Stated goal:
Put the records into a JSON list of strings, one string per line and no blank lines. Start at the line containing "Point to the checkered" and continue through the end of the records, including both ends.

(Point annotation records)
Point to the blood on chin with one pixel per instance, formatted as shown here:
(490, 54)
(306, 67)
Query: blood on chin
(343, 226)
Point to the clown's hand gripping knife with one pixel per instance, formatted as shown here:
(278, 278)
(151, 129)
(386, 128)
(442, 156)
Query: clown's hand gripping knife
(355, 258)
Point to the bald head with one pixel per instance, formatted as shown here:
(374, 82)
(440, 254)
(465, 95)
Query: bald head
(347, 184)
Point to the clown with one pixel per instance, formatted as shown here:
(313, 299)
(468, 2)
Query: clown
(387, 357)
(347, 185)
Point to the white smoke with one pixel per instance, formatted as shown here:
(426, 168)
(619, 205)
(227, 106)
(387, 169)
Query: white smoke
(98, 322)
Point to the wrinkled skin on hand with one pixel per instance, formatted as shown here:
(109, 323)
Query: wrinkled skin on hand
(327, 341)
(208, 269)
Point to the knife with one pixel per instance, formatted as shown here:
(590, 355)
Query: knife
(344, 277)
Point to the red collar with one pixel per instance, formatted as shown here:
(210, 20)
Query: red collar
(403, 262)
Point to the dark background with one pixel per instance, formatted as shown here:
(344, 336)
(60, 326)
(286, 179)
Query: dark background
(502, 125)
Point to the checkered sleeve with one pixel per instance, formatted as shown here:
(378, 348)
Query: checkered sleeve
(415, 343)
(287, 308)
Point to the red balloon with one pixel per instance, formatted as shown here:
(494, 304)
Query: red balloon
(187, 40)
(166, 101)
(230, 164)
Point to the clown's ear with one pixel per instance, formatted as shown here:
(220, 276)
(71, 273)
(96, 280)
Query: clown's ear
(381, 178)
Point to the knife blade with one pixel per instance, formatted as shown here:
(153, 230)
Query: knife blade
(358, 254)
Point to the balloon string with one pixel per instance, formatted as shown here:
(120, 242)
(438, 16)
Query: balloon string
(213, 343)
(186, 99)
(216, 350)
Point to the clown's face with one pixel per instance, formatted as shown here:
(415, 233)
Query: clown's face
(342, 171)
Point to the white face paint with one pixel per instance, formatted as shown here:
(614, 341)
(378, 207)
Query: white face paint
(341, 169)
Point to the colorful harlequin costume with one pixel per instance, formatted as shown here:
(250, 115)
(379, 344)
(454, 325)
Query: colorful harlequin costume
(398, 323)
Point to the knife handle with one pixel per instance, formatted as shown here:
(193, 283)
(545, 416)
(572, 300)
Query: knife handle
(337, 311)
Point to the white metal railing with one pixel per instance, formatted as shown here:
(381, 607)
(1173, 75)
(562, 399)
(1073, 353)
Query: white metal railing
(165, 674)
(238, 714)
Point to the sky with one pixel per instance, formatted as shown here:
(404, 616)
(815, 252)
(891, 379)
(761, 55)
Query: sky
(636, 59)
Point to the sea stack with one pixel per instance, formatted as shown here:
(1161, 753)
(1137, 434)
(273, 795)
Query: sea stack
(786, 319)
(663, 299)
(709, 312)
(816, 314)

Expected answer:
[
  "Point to the checkered sleeve with one pixel per instance, formatted as shown here:",
  "(378, 348)",
  "Query: checkered sleeve",
  "(415, 343)",
  "(287, 308)",
  "Point to the red balloon with one pixel per instance, formatted as shown here:",
  "(494, 304)",
  "Query: red balloon",
  "(187, 40)",
  "(166, 101)",
  "(230, 164)",
  "Point to the clown's ear with one pixel per instance, formatted as shown here:",
  "(220, 276)",
  "(71, 273)",
  "(96, 280)",
  "Query: clown's ear",
  "(381, 178)",
  "Point to the knife blade with one pixel per instance, formatted as shown here:",
  "(153, 230)",
  "Query: knife blade",
  "(358, 254)",
  "Point to the balloon string with one pixel per instance, formatted as shown here:",
  "(120, 242)",
  "(438, 16)",
  "Query: balloon string",
  "(213, 343)",
  "(186, 99)",
  "(216, 350)",
  "Point to the clown's face with one pixel per instance, formatted as shown here:",
  "(415, 233)",
  "Query: clown's face",
  "(342, 171)",
  "Point to the white face paint with one pixel per instance, formatted as shown here:",
  "(614, 341)",
  "(378, 207)",
  "Query: white face paint",
  "(341, 169)",
  "Point to the colorful harlequin costume with one pixel per instance, formatted as shown here:",
  "(250, 115)",
  "(379, 344)",
  "(454, 325)",
  "Query: colorful harlequin costume",
  "(398, 323)",
  "Point to the knife handle with one pixel per instance, formatted as shown here:",
  "(193, 283)",
  "(545, 416)",
  "(572, 300)",
  "Query: knife handle",
  "(337, 311)",
  "Point to the white metal railing with one pixel per instance, formatted as shown here:",
  "(381, 607)",
  "(1173, 75)",
  "(562, 399)",
  "(1073, 353)",
  "Query: white metal railing",
  "(165, 674)",
  "(238, 714)",
  "Point to the sky with one pixel per instance, formatted as shown here:",
  "(404, 616)",
  "(815, 252)",
  "(891, 379)",
  "(761, 55)",
  "Query: sky",
  "(636, 59)",
  "Point to the sea stack with one pixel per instance, formatted as shown here:",
  "(1161, 753)",
  "(1137, 434)",
  "(273, 795)",
  "Query: sea stack",
  "(786, 319)",
  "(663, 299)",
  "(709, 312)",
  "(816, 314)"
]